→ WORK TO BE COMPLETED:
Only the lines from the one holding "of the bush" to the final line of the material below belong in the answer, transcribed exactly.

(EXTRACTED INFORMATION begins)

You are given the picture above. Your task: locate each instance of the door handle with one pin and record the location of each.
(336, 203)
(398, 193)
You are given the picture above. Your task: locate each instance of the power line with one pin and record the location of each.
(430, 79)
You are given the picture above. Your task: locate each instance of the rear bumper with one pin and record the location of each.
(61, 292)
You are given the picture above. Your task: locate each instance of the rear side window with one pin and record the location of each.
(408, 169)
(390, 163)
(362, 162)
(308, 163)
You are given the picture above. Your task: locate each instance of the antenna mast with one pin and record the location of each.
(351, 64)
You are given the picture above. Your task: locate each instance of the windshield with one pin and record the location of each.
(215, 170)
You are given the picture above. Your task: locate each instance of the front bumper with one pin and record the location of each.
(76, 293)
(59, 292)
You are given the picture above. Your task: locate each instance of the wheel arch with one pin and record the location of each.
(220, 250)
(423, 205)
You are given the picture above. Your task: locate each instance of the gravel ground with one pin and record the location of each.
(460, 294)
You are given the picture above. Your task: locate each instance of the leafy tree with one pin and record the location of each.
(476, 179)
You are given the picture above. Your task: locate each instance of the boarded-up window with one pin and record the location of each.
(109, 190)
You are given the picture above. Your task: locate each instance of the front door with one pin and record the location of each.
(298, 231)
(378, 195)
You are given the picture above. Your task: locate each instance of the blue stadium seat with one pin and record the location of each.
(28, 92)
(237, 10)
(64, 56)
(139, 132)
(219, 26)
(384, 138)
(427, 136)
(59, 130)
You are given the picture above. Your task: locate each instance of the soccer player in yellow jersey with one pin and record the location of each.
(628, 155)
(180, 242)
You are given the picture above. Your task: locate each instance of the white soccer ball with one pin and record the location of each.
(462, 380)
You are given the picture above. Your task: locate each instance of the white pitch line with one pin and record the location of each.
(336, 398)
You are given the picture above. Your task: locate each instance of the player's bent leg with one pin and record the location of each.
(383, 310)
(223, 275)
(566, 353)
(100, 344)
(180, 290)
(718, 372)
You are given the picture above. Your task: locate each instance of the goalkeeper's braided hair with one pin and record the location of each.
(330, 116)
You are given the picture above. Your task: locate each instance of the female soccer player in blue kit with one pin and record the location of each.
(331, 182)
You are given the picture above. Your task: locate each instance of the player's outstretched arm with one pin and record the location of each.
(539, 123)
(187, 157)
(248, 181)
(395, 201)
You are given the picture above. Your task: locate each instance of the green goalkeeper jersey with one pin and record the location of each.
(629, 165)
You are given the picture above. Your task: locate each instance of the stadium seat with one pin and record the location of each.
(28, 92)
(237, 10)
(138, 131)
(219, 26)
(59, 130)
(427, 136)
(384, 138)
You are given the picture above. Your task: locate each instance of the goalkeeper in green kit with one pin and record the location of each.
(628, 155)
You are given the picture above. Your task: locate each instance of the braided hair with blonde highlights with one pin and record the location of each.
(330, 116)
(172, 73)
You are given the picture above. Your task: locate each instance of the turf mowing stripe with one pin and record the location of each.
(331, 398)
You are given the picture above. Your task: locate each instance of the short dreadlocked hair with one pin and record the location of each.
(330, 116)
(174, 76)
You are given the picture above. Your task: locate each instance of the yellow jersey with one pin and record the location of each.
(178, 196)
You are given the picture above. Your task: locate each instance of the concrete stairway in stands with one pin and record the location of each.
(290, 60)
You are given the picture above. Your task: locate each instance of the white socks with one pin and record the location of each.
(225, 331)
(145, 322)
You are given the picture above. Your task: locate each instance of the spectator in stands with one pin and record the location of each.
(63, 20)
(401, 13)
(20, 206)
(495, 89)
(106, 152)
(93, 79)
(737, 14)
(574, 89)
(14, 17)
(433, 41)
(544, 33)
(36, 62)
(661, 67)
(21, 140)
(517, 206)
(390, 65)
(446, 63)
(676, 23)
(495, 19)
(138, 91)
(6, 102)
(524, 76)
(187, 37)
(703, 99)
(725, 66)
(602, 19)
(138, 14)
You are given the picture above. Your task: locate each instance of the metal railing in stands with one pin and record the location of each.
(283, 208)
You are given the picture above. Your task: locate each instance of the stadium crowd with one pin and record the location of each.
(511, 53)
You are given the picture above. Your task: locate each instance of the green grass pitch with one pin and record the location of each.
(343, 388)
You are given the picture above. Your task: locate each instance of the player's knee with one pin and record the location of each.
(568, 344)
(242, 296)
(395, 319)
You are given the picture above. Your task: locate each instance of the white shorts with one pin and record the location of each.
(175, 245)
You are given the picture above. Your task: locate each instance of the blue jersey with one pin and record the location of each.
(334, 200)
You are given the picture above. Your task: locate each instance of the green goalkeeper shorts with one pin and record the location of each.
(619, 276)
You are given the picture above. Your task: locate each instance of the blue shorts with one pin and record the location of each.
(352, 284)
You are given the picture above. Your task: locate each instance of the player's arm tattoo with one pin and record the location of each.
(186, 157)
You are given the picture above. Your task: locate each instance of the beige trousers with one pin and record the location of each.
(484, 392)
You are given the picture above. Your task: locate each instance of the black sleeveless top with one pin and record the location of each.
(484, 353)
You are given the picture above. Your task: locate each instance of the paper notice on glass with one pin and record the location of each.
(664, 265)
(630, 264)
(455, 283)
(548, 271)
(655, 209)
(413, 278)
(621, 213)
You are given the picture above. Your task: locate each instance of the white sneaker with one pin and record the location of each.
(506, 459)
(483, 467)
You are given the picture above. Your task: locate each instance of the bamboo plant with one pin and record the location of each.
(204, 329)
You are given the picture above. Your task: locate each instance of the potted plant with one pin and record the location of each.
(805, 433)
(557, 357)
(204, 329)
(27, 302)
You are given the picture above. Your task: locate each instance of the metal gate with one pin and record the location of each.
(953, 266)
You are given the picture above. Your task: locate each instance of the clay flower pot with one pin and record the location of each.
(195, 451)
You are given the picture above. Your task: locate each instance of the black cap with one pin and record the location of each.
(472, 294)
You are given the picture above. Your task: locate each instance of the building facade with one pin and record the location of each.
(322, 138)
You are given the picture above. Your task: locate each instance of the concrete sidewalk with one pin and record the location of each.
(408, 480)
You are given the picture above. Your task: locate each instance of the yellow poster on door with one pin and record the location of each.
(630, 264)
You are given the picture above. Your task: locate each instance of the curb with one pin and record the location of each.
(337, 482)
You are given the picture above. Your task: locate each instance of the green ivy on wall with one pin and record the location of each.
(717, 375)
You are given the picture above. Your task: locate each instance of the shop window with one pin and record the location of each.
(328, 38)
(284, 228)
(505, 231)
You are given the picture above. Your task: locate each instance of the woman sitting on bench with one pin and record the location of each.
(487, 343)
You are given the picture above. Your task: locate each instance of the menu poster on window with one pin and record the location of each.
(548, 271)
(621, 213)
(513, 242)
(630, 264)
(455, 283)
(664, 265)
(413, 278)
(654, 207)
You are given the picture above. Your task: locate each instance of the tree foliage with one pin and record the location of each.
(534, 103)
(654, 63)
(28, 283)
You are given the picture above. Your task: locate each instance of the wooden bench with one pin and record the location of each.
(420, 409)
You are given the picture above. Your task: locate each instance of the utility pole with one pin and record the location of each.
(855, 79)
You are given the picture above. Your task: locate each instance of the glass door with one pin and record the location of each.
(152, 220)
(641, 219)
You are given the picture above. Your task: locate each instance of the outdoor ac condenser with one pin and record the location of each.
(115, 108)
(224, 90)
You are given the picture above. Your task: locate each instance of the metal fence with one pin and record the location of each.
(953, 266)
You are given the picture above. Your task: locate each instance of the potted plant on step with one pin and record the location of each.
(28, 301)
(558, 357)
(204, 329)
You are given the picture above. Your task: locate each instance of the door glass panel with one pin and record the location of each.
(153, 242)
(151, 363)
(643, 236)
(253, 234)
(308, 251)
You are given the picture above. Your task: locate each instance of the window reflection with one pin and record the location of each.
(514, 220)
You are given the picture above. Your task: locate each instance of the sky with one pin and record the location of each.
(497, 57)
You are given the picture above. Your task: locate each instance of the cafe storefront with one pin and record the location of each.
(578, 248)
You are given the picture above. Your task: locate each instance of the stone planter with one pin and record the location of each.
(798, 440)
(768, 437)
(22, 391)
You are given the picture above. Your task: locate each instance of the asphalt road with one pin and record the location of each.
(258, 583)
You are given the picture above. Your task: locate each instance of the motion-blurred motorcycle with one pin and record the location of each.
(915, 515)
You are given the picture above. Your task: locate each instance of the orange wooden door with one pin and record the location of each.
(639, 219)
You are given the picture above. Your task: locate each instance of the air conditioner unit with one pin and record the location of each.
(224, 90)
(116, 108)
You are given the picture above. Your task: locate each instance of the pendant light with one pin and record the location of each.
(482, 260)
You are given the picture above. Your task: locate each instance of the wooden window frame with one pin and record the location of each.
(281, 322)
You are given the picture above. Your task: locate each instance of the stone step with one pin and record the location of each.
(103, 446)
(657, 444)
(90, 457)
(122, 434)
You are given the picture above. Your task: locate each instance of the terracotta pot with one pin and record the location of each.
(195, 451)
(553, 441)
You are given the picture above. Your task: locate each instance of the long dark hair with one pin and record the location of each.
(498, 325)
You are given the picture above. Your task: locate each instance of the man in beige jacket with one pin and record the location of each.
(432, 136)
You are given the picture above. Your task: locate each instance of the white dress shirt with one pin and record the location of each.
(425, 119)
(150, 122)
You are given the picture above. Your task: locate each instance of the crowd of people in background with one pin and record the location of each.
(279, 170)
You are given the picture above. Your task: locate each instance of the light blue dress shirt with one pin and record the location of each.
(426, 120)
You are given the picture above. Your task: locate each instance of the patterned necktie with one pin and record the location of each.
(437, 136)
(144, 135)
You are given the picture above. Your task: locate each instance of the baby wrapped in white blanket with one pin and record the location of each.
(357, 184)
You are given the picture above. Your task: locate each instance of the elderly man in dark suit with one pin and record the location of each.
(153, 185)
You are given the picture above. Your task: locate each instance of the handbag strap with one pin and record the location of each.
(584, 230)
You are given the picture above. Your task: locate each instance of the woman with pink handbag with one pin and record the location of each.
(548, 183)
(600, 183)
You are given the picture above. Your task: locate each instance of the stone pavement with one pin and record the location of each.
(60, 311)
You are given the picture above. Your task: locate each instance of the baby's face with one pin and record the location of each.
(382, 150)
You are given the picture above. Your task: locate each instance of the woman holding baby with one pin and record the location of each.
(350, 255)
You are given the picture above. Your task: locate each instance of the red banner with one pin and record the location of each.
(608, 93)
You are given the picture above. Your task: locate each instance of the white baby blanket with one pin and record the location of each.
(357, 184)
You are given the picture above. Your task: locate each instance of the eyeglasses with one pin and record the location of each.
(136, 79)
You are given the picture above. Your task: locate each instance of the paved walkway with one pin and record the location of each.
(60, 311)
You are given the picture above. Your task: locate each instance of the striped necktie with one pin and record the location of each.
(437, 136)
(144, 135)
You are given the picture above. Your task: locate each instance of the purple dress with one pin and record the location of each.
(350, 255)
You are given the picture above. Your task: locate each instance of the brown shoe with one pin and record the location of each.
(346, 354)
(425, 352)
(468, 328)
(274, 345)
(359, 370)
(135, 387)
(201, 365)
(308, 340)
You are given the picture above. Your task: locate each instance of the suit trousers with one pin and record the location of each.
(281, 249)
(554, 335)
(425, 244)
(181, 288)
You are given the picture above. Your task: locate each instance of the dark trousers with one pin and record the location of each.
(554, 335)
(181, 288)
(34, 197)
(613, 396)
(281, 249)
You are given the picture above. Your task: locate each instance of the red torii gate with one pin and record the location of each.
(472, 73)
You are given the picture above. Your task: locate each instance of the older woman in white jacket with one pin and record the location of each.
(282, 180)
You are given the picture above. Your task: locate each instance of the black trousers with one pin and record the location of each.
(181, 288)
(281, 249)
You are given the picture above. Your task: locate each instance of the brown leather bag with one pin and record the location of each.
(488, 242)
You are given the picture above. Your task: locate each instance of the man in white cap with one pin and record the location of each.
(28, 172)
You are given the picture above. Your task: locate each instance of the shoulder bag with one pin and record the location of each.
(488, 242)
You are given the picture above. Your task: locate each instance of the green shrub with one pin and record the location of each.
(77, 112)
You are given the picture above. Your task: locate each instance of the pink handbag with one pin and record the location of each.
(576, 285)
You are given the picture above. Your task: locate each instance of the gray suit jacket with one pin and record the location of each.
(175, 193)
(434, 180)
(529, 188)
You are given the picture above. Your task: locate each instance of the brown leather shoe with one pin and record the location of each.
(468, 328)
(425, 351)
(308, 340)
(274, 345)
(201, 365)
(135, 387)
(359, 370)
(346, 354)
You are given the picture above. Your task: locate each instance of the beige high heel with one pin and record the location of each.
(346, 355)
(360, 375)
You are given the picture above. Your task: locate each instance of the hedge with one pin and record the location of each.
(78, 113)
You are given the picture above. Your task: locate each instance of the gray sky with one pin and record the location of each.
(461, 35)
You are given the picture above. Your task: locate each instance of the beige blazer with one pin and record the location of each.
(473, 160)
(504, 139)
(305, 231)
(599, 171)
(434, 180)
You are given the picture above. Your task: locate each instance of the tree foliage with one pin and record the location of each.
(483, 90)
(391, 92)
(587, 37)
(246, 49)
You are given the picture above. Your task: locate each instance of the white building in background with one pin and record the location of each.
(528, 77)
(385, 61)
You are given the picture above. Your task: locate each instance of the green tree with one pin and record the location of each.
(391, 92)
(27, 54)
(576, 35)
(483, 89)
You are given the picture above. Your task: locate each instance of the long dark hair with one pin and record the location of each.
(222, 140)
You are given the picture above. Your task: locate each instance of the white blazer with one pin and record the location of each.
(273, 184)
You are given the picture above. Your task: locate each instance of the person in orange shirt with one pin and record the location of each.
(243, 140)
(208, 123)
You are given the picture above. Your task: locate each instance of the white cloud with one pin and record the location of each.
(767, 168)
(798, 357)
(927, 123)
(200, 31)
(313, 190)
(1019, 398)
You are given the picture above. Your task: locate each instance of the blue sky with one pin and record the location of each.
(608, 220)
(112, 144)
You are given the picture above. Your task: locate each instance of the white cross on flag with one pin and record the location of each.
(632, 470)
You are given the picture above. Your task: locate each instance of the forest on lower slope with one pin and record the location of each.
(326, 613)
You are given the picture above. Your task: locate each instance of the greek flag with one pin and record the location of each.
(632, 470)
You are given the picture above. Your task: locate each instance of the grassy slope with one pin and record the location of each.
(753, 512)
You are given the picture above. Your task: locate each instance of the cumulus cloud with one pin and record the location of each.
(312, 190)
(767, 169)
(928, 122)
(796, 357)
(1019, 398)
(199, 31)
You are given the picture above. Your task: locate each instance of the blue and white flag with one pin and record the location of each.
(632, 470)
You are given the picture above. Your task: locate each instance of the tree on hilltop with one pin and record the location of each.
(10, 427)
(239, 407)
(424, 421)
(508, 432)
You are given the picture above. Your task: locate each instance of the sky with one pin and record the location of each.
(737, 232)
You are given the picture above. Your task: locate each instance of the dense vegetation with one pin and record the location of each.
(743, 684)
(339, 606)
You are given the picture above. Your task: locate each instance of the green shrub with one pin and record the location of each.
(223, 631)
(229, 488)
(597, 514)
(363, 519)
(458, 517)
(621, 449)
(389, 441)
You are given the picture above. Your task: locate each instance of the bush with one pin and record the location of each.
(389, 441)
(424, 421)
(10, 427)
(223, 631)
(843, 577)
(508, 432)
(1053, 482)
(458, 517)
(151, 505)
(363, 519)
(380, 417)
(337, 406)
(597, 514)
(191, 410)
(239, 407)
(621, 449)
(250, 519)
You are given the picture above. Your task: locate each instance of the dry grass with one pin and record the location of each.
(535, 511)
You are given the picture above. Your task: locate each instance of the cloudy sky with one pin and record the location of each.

(EXTRACTED INFORMATION ends)

→ TASK RESPONSE:
You are given the picture above. Your task: locate each instance of the bush with one pin and record the location of each.
(389, 441)
(424, 421)
(10, 427)
(223, 631)
(843, 577)
(508, 432)
(1053, 482)
(458, 517)
(151, 505)
(363, 519)
(380, 417)
(337, 406)
(597, 514)
(191, 410)
(239, 407)
(621, 449)
(250, 519)
You are given the picture above. Your task: locate each instance of the dry grass with one pin and record the location of each.
(535, 511)
You are given the picture above. Your task: locate each instance of the cloudy sky with one pin and record the location of each.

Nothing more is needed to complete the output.